Stored records:
• • • • • • •
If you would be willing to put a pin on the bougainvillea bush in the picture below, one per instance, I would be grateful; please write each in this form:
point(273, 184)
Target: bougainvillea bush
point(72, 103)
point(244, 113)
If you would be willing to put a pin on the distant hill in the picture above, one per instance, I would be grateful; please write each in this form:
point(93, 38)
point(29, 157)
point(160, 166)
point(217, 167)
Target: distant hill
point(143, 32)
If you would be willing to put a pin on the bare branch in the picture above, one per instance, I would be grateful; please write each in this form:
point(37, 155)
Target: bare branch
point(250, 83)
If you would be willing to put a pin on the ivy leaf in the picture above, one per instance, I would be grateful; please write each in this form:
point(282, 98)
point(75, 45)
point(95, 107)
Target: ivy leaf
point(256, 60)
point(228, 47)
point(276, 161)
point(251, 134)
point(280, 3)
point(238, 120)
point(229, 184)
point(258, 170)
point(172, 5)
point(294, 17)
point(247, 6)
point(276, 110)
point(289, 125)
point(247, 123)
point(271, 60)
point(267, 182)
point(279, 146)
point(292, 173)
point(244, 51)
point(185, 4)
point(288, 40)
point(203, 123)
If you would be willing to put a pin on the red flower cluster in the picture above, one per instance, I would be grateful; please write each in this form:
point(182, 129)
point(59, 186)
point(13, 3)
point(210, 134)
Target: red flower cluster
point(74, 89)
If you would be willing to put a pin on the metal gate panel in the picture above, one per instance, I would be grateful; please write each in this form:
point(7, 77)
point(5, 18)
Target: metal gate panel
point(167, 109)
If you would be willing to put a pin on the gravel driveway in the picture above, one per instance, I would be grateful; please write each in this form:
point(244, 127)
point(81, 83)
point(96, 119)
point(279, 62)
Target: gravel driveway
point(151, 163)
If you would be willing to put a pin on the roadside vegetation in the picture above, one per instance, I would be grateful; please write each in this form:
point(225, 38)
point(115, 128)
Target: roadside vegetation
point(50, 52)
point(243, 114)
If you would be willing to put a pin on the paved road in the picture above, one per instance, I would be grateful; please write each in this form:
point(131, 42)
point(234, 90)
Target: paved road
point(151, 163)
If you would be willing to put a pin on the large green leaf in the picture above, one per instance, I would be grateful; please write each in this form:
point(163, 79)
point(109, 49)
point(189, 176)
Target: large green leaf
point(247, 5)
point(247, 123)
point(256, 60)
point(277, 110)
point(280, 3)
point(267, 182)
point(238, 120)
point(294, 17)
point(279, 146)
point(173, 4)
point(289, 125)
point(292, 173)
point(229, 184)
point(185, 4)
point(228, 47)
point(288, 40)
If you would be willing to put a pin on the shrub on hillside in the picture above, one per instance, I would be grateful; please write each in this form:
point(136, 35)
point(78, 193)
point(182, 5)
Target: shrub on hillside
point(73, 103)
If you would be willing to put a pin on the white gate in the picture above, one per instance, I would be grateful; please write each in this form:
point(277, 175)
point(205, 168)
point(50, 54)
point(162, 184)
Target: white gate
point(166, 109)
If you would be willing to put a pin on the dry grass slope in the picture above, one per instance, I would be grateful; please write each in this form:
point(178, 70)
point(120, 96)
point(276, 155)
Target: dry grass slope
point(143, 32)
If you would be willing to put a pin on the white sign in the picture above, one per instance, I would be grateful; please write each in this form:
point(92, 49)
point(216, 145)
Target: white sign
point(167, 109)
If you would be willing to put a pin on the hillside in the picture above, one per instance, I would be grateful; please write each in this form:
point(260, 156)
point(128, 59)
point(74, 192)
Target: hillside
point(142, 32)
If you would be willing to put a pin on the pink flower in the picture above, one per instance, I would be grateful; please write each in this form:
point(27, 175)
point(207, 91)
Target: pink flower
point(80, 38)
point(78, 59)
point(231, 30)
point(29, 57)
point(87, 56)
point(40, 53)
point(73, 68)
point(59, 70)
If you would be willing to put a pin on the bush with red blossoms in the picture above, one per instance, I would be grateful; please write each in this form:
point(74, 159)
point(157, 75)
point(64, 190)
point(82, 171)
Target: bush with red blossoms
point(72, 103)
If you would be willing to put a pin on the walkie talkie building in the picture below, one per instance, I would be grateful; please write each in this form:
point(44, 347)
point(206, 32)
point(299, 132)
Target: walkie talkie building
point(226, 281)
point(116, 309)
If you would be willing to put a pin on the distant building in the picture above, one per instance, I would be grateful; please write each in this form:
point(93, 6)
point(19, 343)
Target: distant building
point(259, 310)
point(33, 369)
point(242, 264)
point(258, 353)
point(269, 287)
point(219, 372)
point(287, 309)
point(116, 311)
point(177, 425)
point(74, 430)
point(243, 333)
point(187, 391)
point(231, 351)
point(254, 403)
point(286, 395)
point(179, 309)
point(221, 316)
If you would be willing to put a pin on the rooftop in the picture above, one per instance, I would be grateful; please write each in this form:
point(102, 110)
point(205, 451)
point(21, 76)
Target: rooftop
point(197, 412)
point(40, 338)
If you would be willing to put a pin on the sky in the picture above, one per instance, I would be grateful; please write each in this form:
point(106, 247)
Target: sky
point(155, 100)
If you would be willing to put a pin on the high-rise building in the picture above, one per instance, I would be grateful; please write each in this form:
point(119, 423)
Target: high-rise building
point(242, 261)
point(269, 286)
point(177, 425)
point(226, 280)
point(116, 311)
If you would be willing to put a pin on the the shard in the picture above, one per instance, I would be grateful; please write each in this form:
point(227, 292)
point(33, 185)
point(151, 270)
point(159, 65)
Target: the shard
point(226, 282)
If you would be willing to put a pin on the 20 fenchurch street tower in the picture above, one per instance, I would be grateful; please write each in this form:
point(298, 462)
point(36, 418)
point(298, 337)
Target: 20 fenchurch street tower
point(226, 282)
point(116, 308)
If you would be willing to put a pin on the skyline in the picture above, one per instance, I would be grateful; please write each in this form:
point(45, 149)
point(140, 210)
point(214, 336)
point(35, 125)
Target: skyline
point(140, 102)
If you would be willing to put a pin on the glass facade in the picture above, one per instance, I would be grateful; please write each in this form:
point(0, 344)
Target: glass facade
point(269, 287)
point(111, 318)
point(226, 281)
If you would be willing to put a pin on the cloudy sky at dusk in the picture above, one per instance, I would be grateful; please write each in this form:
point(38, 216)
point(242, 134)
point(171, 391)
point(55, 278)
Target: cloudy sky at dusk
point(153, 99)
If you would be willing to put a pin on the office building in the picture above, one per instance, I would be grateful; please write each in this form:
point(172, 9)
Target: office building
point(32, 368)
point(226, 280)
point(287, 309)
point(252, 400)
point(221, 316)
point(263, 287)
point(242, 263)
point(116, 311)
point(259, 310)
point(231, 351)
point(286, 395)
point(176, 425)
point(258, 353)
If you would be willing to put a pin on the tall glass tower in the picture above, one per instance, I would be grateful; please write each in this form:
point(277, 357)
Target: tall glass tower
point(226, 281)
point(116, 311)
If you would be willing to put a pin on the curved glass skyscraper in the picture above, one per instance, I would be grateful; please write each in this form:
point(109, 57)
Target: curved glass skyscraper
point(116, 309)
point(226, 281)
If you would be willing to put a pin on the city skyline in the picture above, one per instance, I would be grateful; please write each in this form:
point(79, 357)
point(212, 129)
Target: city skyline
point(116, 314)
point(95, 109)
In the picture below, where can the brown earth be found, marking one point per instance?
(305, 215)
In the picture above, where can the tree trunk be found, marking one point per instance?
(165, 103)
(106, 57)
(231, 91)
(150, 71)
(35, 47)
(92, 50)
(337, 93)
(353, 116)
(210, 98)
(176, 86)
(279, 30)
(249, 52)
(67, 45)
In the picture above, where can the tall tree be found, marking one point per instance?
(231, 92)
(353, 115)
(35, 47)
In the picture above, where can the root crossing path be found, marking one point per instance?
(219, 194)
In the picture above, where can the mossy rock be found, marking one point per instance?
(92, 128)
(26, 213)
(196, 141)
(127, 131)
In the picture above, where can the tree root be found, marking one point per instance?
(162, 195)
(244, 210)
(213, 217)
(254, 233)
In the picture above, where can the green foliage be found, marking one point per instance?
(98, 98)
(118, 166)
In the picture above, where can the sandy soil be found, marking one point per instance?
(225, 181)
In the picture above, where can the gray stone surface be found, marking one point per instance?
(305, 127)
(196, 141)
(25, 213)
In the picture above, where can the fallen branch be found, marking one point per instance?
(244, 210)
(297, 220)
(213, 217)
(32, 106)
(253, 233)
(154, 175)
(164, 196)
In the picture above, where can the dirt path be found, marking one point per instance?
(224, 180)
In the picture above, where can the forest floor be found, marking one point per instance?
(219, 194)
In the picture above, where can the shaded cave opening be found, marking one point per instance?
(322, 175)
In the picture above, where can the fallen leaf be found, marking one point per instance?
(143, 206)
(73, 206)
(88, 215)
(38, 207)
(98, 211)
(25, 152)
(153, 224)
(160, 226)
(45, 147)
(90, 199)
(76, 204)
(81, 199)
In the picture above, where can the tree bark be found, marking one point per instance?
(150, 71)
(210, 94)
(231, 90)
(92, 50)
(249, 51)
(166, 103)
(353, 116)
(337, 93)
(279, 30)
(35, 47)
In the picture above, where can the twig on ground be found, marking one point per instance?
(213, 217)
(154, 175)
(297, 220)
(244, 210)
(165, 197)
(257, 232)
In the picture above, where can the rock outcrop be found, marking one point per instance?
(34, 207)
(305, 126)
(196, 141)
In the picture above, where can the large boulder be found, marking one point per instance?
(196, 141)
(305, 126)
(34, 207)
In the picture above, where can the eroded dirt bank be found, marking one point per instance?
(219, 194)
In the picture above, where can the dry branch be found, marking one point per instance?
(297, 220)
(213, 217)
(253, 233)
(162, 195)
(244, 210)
• • • • • • •
What is being asked:
Return exactly what appears above, from the first line of the entries to the line with "point(95, 107)", inclusive.

Output for this task:
If you would be willing to put a pin on the bougainvillea bush in the picture below, one per instance, I would be grateful; please write each in this form:
point(273, 184)
Target: bougainvillea bush
point(72, 103)
point(244, 113)
If you would be willing to put a pin on the distant hill in the picture above, one per instance, I would be grateful; please write each in this form:
point(93, 38)
point(29, 157)
point(160, 166)
point(217, 167)
Target: distant hill
point(143, 32)
If you would be willing to put a pin on the bare branch in the picture above, one per instance, I would be grateful; please write each in this form:
point(37, 155)
Target: bare branch
point(250, 83)
If you would be willing to put a pin on the ivy leaf in the picture above, one per instance, I would be grateful; please write each in this form:
point(282, 98)
point(75, 45)
point(95, 107)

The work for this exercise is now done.